● Required work:
Copy the rows below word for word, from the start of the rows through the line that contains "POLYGON ((12 165, 256", including both ends. Leave the pictures out of your copy.

++++++++

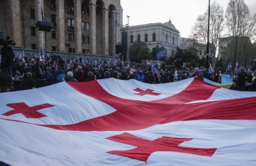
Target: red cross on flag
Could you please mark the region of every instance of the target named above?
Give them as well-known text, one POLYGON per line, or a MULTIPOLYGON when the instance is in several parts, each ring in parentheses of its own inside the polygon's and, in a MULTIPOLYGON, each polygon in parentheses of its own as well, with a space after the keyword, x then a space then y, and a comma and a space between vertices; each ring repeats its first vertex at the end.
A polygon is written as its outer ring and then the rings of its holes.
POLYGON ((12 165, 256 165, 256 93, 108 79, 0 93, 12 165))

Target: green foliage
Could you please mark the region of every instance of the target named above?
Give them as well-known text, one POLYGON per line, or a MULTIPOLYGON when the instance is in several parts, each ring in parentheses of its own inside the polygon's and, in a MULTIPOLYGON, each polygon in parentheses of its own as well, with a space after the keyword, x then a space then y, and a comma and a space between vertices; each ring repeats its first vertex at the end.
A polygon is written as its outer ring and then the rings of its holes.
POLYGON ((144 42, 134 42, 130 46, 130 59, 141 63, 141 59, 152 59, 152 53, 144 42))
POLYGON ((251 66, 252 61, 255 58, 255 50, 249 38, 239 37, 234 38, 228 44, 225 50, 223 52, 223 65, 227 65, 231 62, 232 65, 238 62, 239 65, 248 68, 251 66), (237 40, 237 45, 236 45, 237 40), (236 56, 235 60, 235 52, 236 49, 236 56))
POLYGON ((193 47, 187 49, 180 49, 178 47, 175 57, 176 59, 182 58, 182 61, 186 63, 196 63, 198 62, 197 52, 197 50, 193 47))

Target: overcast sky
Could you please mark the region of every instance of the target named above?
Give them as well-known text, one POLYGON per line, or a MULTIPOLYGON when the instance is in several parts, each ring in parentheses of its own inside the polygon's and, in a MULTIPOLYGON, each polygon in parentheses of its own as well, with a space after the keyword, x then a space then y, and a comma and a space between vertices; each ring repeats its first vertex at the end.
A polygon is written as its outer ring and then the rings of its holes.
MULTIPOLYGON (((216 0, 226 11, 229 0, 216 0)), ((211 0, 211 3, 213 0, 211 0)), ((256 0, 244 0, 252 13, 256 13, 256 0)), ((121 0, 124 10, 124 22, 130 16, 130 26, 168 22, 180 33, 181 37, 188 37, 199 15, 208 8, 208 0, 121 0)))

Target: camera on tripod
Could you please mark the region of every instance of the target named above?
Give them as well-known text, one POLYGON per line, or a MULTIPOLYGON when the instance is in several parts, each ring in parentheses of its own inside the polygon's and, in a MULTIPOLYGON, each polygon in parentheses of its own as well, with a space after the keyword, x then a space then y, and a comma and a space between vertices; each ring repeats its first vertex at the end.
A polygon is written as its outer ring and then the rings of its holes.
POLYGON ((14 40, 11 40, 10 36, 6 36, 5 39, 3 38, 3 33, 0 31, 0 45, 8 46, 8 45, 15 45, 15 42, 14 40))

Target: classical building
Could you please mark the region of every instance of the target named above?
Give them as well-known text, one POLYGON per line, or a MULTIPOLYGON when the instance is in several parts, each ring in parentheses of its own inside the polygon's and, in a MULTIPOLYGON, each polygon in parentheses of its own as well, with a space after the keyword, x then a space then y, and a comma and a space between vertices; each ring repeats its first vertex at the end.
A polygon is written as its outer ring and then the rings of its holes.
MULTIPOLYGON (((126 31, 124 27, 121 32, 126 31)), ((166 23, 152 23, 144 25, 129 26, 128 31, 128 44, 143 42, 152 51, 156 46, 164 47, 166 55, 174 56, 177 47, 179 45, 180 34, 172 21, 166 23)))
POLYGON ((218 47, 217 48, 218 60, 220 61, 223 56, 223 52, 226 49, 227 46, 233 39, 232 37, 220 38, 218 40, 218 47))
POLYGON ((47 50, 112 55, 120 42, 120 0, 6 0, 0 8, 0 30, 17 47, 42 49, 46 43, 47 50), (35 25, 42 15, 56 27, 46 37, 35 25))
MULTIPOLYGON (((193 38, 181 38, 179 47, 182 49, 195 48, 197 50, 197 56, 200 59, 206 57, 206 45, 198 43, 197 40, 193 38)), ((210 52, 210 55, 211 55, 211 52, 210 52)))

++++++++

● Finished answer:
Target: red cross on flag
Could you please mark the region of every instance of the target named above?
Give them as well-known text, one POLYGON per line, or a MULTIPOLYGON when the instance is in several parts, each ring in parentheses of its own inside the polygon's and, in a MULTIPOLYGON, each polygon in parentheses of its own as well, with a space after the keyword, x then a space then y, and a comma and a space between vertices; each ring repeats its first vertex at the end.
A polygon is written as its outer ring and then the rings of its holes.
POLYGON ((12 165, 256 165, 256 93, 108 79, 0 93, 12 165))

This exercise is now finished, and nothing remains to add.